# Problem description
Give all of the lines again, with nothing added or dropped.

[Rows from a pointing dataset]

--------

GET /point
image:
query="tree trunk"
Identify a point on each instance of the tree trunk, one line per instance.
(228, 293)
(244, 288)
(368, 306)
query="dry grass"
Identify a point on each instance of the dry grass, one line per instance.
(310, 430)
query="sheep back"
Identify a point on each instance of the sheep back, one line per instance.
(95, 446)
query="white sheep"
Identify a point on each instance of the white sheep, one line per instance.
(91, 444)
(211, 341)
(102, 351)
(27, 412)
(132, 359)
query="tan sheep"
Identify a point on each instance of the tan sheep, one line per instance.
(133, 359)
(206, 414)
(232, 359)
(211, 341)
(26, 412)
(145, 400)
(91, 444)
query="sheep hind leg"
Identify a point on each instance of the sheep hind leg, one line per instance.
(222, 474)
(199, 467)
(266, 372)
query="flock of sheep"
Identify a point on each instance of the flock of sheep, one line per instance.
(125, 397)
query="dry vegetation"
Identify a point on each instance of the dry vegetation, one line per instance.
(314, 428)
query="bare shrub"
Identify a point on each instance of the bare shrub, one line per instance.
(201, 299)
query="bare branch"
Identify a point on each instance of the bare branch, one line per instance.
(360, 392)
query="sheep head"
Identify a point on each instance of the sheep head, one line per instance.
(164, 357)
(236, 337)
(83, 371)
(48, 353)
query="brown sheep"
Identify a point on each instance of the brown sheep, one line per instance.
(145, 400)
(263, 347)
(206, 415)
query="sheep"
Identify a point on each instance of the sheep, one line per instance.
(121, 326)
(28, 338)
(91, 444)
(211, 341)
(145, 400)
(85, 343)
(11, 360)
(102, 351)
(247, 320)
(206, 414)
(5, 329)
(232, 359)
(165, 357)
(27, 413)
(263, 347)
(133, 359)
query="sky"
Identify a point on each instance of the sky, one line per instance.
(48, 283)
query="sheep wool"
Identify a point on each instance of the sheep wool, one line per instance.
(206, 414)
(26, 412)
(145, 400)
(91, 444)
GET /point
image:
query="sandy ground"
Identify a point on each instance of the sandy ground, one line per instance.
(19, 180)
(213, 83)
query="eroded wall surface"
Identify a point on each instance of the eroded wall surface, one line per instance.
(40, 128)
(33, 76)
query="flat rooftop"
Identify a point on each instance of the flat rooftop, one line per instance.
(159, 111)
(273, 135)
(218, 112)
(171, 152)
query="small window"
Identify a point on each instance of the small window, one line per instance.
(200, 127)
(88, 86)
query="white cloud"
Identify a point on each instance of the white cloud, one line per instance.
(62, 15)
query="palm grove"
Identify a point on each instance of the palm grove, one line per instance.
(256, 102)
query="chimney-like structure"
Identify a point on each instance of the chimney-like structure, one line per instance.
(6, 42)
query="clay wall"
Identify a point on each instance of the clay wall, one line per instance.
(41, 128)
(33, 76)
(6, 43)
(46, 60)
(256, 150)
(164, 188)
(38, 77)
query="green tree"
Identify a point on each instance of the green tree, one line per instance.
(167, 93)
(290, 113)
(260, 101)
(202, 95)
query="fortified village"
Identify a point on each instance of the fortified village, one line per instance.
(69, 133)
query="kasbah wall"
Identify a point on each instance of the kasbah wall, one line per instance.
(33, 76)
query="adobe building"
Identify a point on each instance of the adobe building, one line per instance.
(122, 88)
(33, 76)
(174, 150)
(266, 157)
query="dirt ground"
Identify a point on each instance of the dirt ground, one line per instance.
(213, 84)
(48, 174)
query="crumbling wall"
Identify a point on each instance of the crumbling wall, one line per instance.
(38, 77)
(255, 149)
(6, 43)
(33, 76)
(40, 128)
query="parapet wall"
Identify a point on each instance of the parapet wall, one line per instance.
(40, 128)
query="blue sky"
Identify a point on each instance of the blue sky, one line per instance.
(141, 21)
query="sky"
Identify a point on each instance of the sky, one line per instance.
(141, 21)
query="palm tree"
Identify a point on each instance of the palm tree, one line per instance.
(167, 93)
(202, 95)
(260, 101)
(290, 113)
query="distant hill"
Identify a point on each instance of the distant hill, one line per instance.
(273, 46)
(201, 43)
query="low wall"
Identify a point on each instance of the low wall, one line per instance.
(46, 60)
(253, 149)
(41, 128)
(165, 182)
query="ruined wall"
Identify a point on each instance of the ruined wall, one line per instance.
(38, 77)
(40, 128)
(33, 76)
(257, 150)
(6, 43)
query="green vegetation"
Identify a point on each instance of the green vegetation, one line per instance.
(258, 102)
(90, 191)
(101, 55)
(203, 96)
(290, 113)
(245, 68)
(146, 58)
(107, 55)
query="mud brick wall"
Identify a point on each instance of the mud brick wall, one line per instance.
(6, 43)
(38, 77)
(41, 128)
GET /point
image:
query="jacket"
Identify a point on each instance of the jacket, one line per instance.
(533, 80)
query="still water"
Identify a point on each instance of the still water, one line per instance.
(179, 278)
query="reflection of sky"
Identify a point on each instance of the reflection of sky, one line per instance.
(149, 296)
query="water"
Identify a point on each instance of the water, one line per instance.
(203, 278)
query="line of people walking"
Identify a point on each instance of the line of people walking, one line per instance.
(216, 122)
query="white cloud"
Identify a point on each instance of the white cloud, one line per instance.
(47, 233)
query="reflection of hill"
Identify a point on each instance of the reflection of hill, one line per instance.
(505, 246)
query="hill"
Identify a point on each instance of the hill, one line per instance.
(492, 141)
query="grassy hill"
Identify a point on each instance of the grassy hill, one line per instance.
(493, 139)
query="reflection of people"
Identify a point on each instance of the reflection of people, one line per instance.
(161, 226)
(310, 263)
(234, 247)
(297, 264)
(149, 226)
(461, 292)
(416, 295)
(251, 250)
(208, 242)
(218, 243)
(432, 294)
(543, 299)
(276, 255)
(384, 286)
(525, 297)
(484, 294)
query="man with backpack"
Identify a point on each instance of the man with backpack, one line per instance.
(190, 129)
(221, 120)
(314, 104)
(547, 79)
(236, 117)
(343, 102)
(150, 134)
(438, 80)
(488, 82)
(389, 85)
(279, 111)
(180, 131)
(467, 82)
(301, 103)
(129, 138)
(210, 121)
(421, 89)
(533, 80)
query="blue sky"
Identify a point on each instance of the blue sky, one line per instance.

--------

# The completed task
GET /point
image:
query="tree trunk"
Identify a point on each instance of the tree trunk, one line per instance.
(228, 293)
(244, 288)
(368, 306)
query="dry grass"
Identify a point on each instance of the dry grass, one line per instance.
(310, 430)
query="sheep back"
Identify a point on each instance of the sheep back, one line per instance.
(95, 446)
query="white sheep"
Identify a point on each instance of the white sheep, one line per instance.
(91, 444)
(211, 341)
(102, 351)
(27, 412)
(132, 359)
query="tan sheep"
Identify a point on each instance of the tan sheep, one line per instance.
(133, 359)
(206, 414)
(232, 359)
(211, 341)
(26, 412)
(145, 400)
(91, 444)
query="sheep hind leg"
Identify a point on each instance of the sheep hind leg, one line per instance.
(222, 474)
(199, 467)
(266, 372)
query="flock of sheep"
Identify a point on each instance of the flock of sheep, one line per instance.
(125, 397)
query="dry vegetation"
Identify a point on each instance of the dry vegetation, one line per instance.
(314, 428)
query="bare shrub"
Identify a point on each instance of the bare shrub, one line per instance.
(201, 299)
query="bare branch"
Identify a point on each instance of the bare branch, one line per instance.
(360, 392)
query="sheep head"
Identify a point on each instance of the sheep head, one line per instance.
(164, 357)
(236, 337)
(83, 371)
(48, 353)
query="brown sheep"
Identify a point on each instance of the brown sheep, one line per instance.
(145, 400)
(263, 347)
(206, 415)
query="sheep"
Identify a point on each instance of the sheep, one line per instance.
(121, 326)
(28, 338)
(91, 444)
(211, 341)
(145, 400)
(85, 343)
(11, 360)
(102, 351)
(247, 320)
(206, 414)
(5, 329)
(232, 359)
(165, 357)
(27, 413)
(263, 347)
(133, 359)
query="sky"
Identify a point on each instance of the sky, one line per instance.
(48, 283)
query="sheep wool"
Identify a point on each instance of the sheep wool, one line per instance.
(206, 414)
(26, 412)
(145, 400)
(91, 444)
GET /point
image:
query="sandy ground"
Identify a point on each instance of the sandy ground, one line per instance.
(19, 180)
(213, 83)
query="eroded wall surface"
Identify a point on each instance of the eroded wall surface, one line per instance.
(40, 128)
(33, 76)
query="flat rooftop"
Identify a point on each instance of the flat rooftop, one line per instance.
(159, 111)
(273, 135)
(218, 112)
(171, 152)
query="small window"
Identify a point on each instance of the small window, one line per instance.
(200, 127)
(88, 86)
query="white cloud"
Identify a point on each instance of the white cloud, one line per instance.
(62, 15)
query="palm grove"
Identify a point on each instance of the palm grove, one line per instance.
(256, 102)
query="chimney-like structure"
Identify a point on each instance of the chimney-like structure, one line per instance.
(6, 42)
query="clay wall"
Identify a point on each instance of the clay wall, one line per instance.
(41, 128)
(33, 76)
(6, 43)
(46, 60)
(256, 150)
(164, 188)
(38, 77)
query="green tree"
Identify a point on each instance of the green tree, one line per instance.
(167, 93)
(290, 113)
(260, 101)
(202, 95)
query="fortified village"
Identify a point on each instance of the fortified village, one line per instance.
(69, 133)
query="kasbah wall"
Identify a point on each instance of the kasbah wall, one line per instance.
(33, 76)
query="adobe building"
Identify a point on each instance of the adobe building, one line per instance.
(122, 88)
(33, 76)
(174, 150)
(266, 157)
query="dirt ground"
Identify a point on each instance of the dirt ground, one line per instance.
(213, 84)
(48, 174)
query="crumbling wall"
Identify a point on each instance of the crumbling wall, one line per instance.
(38, 77)
(255, 149)
(6, 43)
(33, 76)
(40, 128)
query="parapet wall"
Identify a point on each instance of the parapet wall, one line per instance.
(40, 128)
query="blue sky"
Identify a point on each instance of the blue sky, one line per instance.
(141, 21)
query="sky"
Identify a point on each instance of the sky, one line per instance.
(141, 21)
query="palm tree"
Identify a point on each instance of the palm tree, one line per instance.
(167, 93)
(202, 95)
(260, 101)
(290, 113)
query="distant hill"
Identify a point on each instance of the distant hill, one line per instance.
(273, 46)
(201, 43)
query="low wall"
Identify a point on each instance of the low wall, one line per instance.
(46, 60)
(253, 149)
(41, 128)
(165, 182)
query="ruined wall"
Identify a point on each instance of the ruined wall, one line per instance.
(38, 77)
(40, 128)
(33, 76)
(257, 150)
(6, 43)
query="green vegetation"
Identify a point on each instance of the green vegetation, one line per instance.
(258, 102)
(90, 191)
(101, 55)
(203, 96)
(290, 113)
(245, 68)
(146, 58)
(107, 55)
query="mud brick wall"
Identify a point on each instance of the mud brick wall, one line per instance.
(6, 43)
(38, 77)
(41, 128)
GET /point
image:
query="jacket"
Identify a point on each instance of the jacket, one line per instance.
(533, 80)
query="still water"
Identify a point on each instance of the still water, one line per instance.
(179, 278)
query="reflection of sky"
Identify a point on each instance of the reflection of sky, one line per instance.
(149, 296)
query="water"
Identify a point on each instance of the water, one line per instance.
(203, 278)
query="line of people walking"
Identify a point on each instance of the line of people walking, one line per instance.
(216, 122)
query="white cloud"
Identify a point on each instance of the white cloud, one line per instance.
(47, 233)
query="reflection of hill"
Identify a point on each instance of the reflection of hill, one line per instance.
(505, 246)
query="hill"
Identify a point on each instance of the hill, one line per instance.
(492, 141)
query="grassy hill"
Identify a point on each instance of the grassy hill, one line per instance.
(493, 139)
query="reflection of people"
Identify a point on each instance of the reflection of people, one line per instance.
(161, 226)
(310, 263)
(234, 247)
(297, 264)
(149, 226)
(461, 292)
(416, 295)
(251, 250)
(208, 242)
(218, 243)
(432, 294)
(543, 299)
(276, 255)
(384, 286)
(525, 297)
(484, 294)
query="man with backpack"
Identify a point on each instance of the man with backpack, one line per instance.
(190, 129)
(221, 120)
(314, 104)
(547, 79)
(236, 117)
(343, 102)
(150, 134)
(438, 80)
(488, 82)
(389, 85)
(279, 111)
(180, 131)
(467, 82)
(301, 103)
(129, 138)
(210, 121)
(421, 89)
(533, 80)
query="blue sky"
Identify a point on each instance of the blue sky, one line per instance.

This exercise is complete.